WHAT TO DO
Render every line of the records below as a Markdown table with the columns Row and Line. Number the rows in order and leave out any blank lines.
[start of STORED RECORDS]
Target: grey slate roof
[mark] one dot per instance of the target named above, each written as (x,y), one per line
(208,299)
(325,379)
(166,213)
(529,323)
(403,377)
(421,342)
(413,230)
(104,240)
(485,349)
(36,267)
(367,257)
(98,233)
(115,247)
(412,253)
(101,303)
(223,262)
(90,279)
[end of STORED RECORDS]
COMPLETE ANSWER
| Row | Line |
|---|---|
| 1 | Target: grey slate roof |
| 2 | [mark] one dot per instance of the target named above, each written as (x,y), one per line |
| 3 | (208,299) |
| 4 | (325,379) |
| 5 | (166,213) |
| 6 | (529,323) |
| 7 | (403,377) |
| 8 | (421,342) |
| 9 | (413,230) |
| 10 | (104,240) |
| 11 | (485,349) |
| 12 | (36,267) |
| 13 | (367,257) |
| 14 | (98,233) |
| 15 | (115,247) |
| 16 | (412,253) |
| 17 | (101,303) |
| 18 | (223,262) |
| 19 | (90,279) |